Reproduce every line of the listing below, from the line with "Target: red flower" through the end of the listing, both ends included, with the requests unchanged and the pictures left out. Scale each point coordinate in the answers by 0.45 and round to the nearest whole number, rounding halves up.

┏━━

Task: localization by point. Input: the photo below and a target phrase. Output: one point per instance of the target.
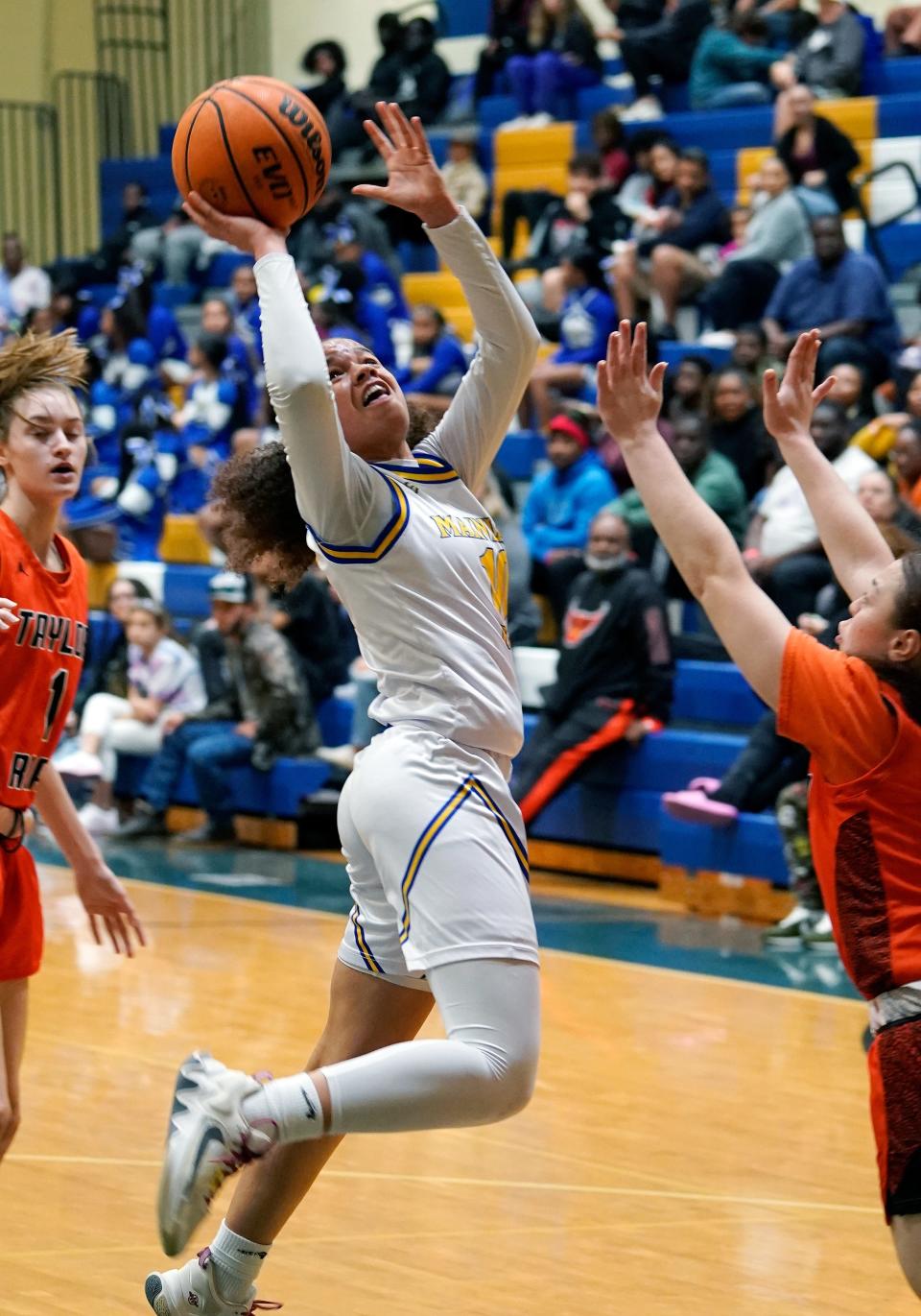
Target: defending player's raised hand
(108, 905)
(240, 230)
(413, 179)
(629, 394)
(789, 405)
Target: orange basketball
(253, 146)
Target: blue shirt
(560, 506)
(854, 288)
(588, 316)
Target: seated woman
(162, 678)
(562, 60)
(587, 318)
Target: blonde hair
(38, 361)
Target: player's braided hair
(255, 492)
(38, 361)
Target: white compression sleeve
(484, 1071)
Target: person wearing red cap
(563, 499)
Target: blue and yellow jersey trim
(468, 788)
(428, 470)
(361, 941)
(360, 553)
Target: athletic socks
(237, 1262)
(293, 1104)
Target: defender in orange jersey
(858, 711)
(42, 644)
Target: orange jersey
(864, 808)
(41, 658)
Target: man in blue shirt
(843, 295)
(563, 500)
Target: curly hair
(38, 361)
(261, 525)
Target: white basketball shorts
(436, 855)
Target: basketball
(253, 146)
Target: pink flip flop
(697, 807)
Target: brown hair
(255, 493)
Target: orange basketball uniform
(864, 825)
(41, 659)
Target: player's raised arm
(336, 492)
(753, 630)
(849, 535)
(489, 393)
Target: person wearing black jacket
(615, 674)
(818, 156)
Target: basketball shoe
(208, 1138)
(192, 1288)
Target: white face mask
(605, 564)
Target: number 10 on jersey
(495, 563)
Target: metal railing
(29, 187)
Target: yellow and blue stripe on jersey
(470, 787)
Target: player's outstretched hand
(789, 405)
(629, 394)
(240, 230)
(108, 907)
(413, 179)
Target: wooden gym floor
(698, 1142)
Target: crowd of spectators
(640, 230)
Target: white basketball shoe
(208, 1138)
(192, 1288)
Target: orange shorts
(21, 929)
(895, 1107)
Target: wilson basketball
(253, 146)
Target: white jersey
(417, 562)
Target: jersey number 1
(56, 695)
(495, 563)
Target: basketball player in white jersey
(435, 843)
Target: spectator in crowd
(829, 60)
(732, 64)
(106, 665)
(737, 429)
(311, 241)
(714, 476)
(841, 293)
(907, 461)
(438, 362)
(665, 48)
(611, 144)
(163, 678)
(879, 435)
(902, 35)
(852, 393)
(266, 712)
(615, 676)
(775, 237)
(507, 32)
(688, 387)
(23, 287)
(783, 550)
(818, 156)
(463, 178)
(587, 318)
(325, 64)
(309, 620)
(562, 59)
(676, 254)
(587, 215)
(563, 499)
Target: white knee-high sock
(484, 1071)
(237, 1262)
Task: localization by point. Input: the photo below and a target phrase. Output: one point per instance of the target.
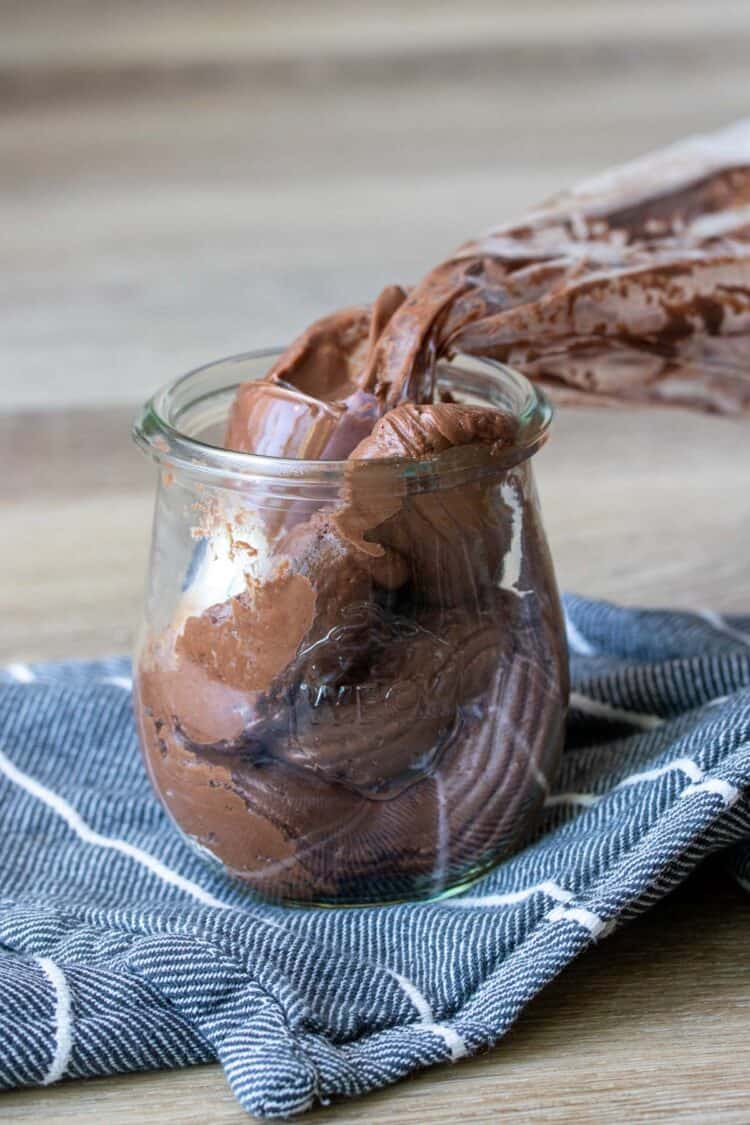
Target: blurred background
(184, 180)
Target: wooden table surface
(179, 188)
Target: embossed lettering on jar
(351, 676)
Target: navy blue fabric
(120, 950)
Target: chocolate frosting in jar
(376, 711)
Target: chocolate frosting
(377, 712)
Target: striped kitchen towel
(119, 950)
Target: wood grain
(184, 181)
(648, 1026)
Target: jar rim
(156, 429)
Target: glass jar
(343, 718)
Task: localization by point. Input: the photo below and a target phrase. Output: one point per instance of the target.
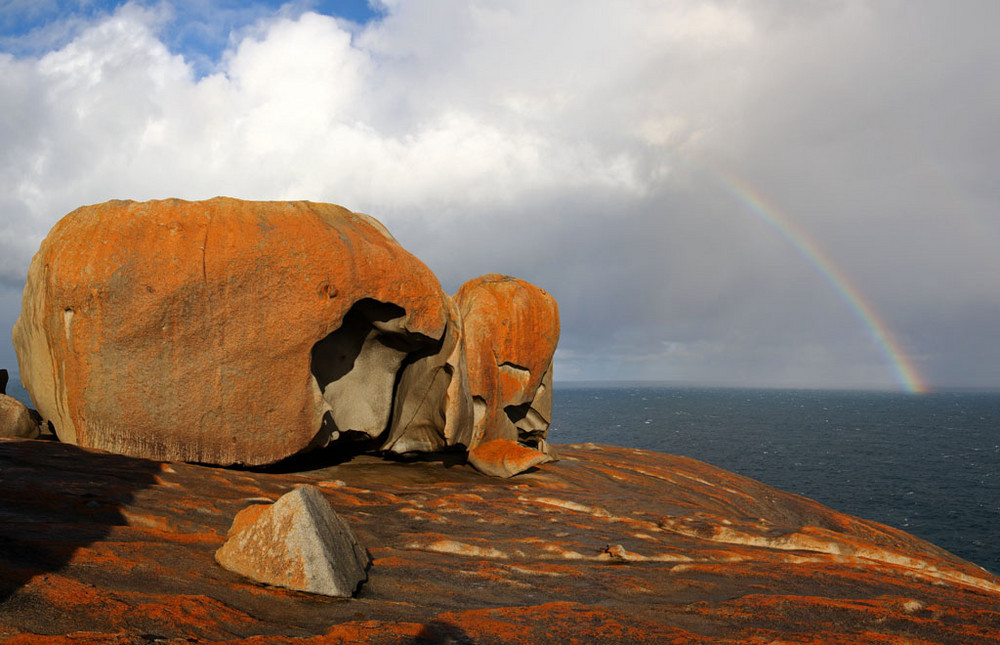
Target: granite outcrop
(608, 545)
(231, 332)
(298, 542)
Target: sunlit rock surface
(222, 331)
(15, 420)
(298, 542)
(510, 329)
(607, 545)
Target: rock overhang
(233, 332)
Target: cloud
(580, 145)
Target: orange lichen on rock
(15, 420)
(505, 458)
(608, 545)
(221, 331)
(299, 542)
(510, 329)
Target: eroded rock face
(299, 542)
(15, 420)
(510, 329)
(609, 545)
(223, 331)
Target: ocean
(928, 464)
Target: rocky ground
(607, 545)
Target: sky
(766, 193)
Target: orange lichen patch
(203, 617)
(129, 304)
(424, 516)
(529, 625)
(510, 329)
(505, 458)
(459, 548)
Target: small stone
(299, 542)
(505, 458)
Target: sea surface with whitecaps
(928, 464)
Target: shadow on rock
(439, 632)
(55, 499)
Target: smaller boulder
(505, 458)
(15, 419)
(299, 543)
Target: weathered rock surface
(608, 545)
(15, 419)
(505, 458)
(510, 329)
(223, 331)
(299, 542)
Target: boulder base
(299, 542)
(101, 548)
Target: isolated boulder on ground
(224, 331)
(299, 542)
(15, 419)
(510, 329)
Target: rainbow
(904, 371)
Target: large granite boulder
(232, 332)
(510, 329)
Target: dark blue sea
(928, 464)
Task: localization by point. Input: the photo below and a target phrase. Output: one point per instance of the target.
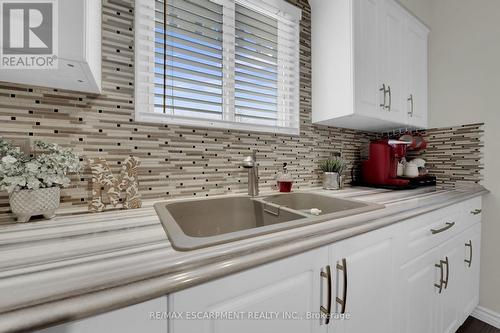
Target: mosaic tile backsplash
(179, 161)
(454, 154)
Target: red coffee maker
(382, 165)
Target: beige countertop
(76, 266)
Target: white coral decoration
(47, 168)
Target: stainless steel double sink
(194, 224)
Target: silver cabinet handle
(328, 310)
(469, 245)
(448, 226)
(384, 91)
(441, 279)
(343, 302)
(390, 98)
(410, 99)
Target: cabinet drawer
(427, 231)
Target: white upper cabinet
(369, 61)
(78, 41)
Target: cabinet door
(450, 298)
(392, 58)
(364, 282)
(418, 296)
(471, 247)
(267, 299)
(416, 73)
(367, 40)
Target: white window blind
(218, 63)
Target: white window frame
(145, 66)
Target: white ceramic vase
(27, 203)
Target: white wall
(465, 88)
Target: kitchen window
(218, 63)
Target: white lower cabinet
(346, 271)
(289, 287)
(438, 290)
(144, 317)
(363, 282)
(470, 247)
(396, 279)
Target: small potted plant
(332, 172)
(33, 181)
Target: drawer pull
(327, 311)
(441, 280)
(469, 245)
(476, 211)
(448, 226)
(342, 302)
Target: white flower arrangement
(47, 167)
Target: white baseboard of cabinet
(489, 317)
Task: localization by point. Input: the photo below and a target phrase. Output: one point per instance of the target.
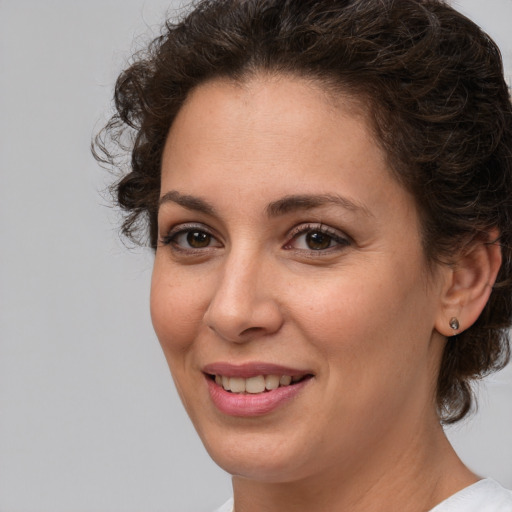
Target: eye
(316, 238)
(190, 238)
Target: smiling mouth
(257, 384)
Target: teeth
(272, 382)
(285, 380)
(237, 384)
(257, 384)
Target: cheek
(176, 311)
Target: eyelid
(186, 227)
(341, 238)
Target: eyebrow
(287, 204)
(294, 203)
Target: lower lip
(247, 404)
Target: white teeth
(285, 380)
(237, 384)
(272, 382)
(256, 384)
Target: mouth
(256, 384)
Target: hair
(433, 85)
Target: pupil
(317, 240)
(198, 239)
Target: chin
(263, 457)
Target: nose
(244, 306)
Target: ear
(469, 284)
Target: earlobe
(469, 285)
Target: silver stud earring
(454, 323)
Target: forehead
(267, 120)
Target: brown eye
(317, 241)
(198, 239)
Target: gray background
(89, 419)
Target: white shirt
(483, 496)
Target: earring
(454, 323)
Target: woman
(327, 187)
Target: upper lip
(253, 369)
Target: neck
(415, 478)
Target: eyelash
(171, 239)
(336, 240)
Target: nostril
(251, 330)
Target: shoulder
(483, 496)
(227, 507)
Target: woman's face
(289, 252)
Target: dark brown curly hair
(435, 93)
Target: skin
(364, 316)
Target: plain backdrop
(89, 418)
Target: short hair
(437, 100)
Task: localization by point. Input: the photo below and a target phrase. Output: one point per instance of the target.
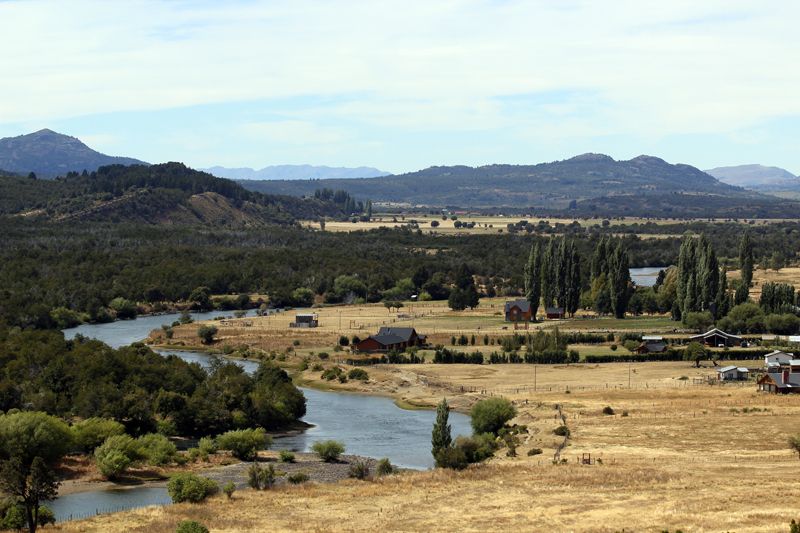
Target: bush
(451, 457)
(298, 478)
(286, 456)
(329, 450)
(488, 416)
(157, 449)
(187, 487)
(358, 374)
(207, 445)
(384, 467)
(359, 470)
(91, 433)
(190, 526)
(244, 444)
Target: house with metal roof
(780, 382)
(518, 311)
(717, 338)
(733, 373)
(651, 347)
(389, 338)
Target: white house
(779, 357)
(733, 373)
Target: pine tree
(440, 437)
(533, 279)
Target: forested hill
(545, 184)
(168, 193)
(48, 154)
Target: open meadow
(699, 458)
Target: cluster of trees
(140, 389)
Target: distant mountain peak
(51, 153)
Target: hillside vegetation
(546, 184)
(169, 193)
(49, 153)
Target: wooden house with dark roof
(389, 338)
(518, 311)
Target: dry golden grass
(665, 472)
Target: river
(369, 426)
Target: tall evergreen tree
(619, 276)
(440, 437)
(533, 279)
(548, 274)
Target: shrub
(190, 526)
(359, 470)
(157, 449)
(298, 478)
(329, 450)
(488, 416)
(244, 444)
(384, 467)
(207, 445)
(358, 374)
(286, 456)
(187, 487)
(91, 433)
(451, 457)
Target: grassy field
(699, 458)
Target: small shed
(651, 347)
(733, 373)
(778, 357)
(780, 383)
(305, 320)
(518, 311)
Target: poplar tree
(533, 279)
(548, 274)
(619, 276)
(440, 437)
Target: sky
(404, 85)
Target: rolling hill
(547, 185)
(169, 193)
(48, 154)
(294, 172)
(758, 178)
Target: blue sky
(403, 85)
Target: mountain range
(547, 184)
(48, 154)
(757, 178)
(294, 172)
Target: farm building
(717, 338)
(651, 347)
(518, 311)
(305, 320)
(733, 373)
(391, 339)
(780, 383)
(778, 358)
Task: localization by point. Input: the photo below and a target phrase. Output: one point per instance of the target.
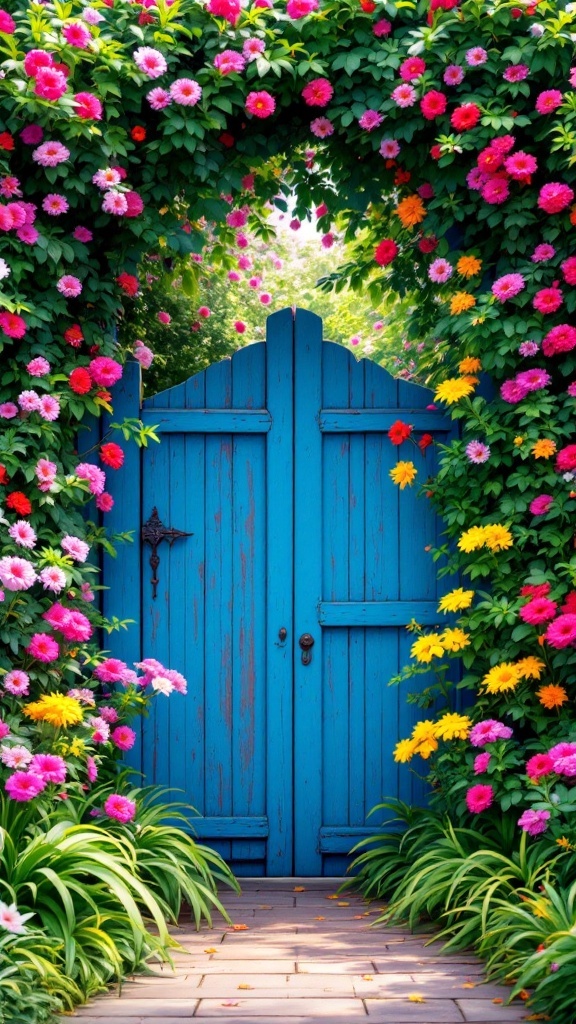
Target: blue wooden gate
(276, 462)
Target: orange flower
(543, 449)
(468, 266)
(551, 695)
(460, 302)
(411, 211)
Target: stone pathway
(297, 953)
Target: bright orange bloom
(411, 211)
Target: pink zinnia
(43, 647)
(121, 808)
(507, 286)
(186, 91)
(23, 786)
(562, 632)
(479, 798)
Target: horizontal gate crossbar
(377, 612)
(350, 421)
(236, 827)
(340, 839)
(207, 421)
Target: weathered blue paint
(277, 462)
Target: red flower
(128, 283)
(465, 117)
(385, 252)
(112, 455)
(80, 381)
(18, 503)
(399, 432)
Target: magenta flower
(121, 808)
(479, 798)
(23, 786)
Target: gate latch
(306, 643)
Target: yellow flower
(530, 668)
(461, 301)
(453, 726)
(469, 366)
(455, 639)
(497, 538)
(55, 709)
(411, 211)
(456, 600)
(543, 449)
(551, 695)
(404, 751)
(426, 647)
(472, 539)
(403, 473)
(501, 677)
(452, 390)
(468, 266)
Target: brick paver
(302, 956)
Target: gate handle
(306, 643)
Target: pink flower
(453, 75)
(69, 286)
(319, 92)
(548, 100)
(38, 367)
(516, 73)
(54, 204)
(481, 763)
(121, 808)
(440, 270)
(159, 98)
(370, 120)
(322, 127)
(23, 786)
(554, 197)
(412, 69)
(49, 767)
(123, 737)
(49, 408)
(534, 822)
(539, 765)
(43, 647)
(50, 84)
(23, 534)
(260, 104)
(507, 286)
(88, 107)
(16, 573)
(479, 798)
(495, 190)
(561, 339)
(562, 632)
(152, 62)
(299, 8)
(544, 252)
(489, 731)
(52, 579)
(50, 154)
(521, 165)
(186, 91)
(404, 95)
(105, 371)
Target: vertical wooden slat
(307, 591)
(280, 589)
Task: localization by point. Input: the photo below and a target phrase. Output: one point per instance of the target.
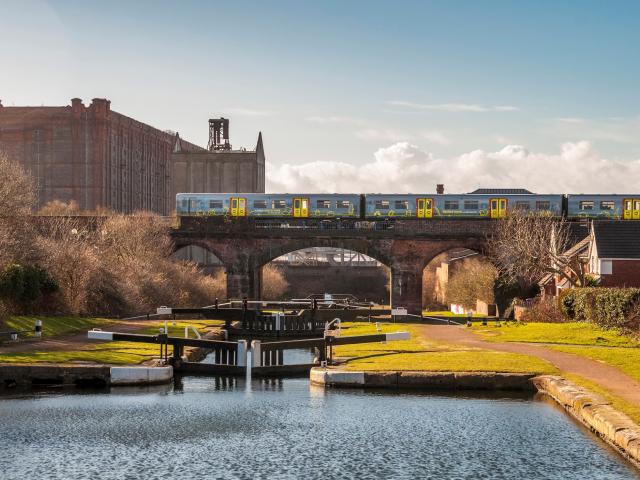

┗━━

EXERCISE RESPONSE -
Target: red flower
(58, 127)
(209, 53)
(173, 113)
(50, 205)
(36, 171)
(8, 226)
(180, 194)
Target: magenta flower
(54, 364)
(216, 359)
(10, 354)
Target: gate latch
(138, 289)
Target: yellow flower
(239, 301)
(207, 135)
(204, 327)
(211, 165)
(205, 288)
(224, 242)
(25, 319)
(185, 95)
(205, 270)
(244, 202)
(248, 313)
(182, 338)
(192, 291)
(212, 243)
(181, 213)
(225, 305)
(203, 176)
(211, 120)
Target: brick paver
(136, 430)
Target: gate handle
(138, 289)
Target: pink flower
(204, 34)
(31, 129)
(144, 41)
(247, 45)
(17, 165)
(232, 33)
(24, 92)
(216, 343)
(54, 364)
(198, 122)
(72, 44)
(167, 54)
(145, 57)
(10, 354)
(249, 89)
(185, 31)
(22, 345)
(55, 332)
(22, 184)
(240, 370)
(243, 344)
(19, 291)
(23, 38)
(10, 240)
(117, 47)
(228, 129)
(40, 48)
(7, 258)
(216, 359)
(223, 86)
(252, 153)
(253, 284)
(68, 28)
(135, 4)
(245, 113)
(220, 329)
(23, 261)
(23, 69)
(234, 74)
(84, 41)
(182, 43)
(47, 167)
Target: vertical wooden slat
(138, 266)
(126, 265)
Task: localization by point. Input: the photo below and a target phrase. Output: one point per instance of the target.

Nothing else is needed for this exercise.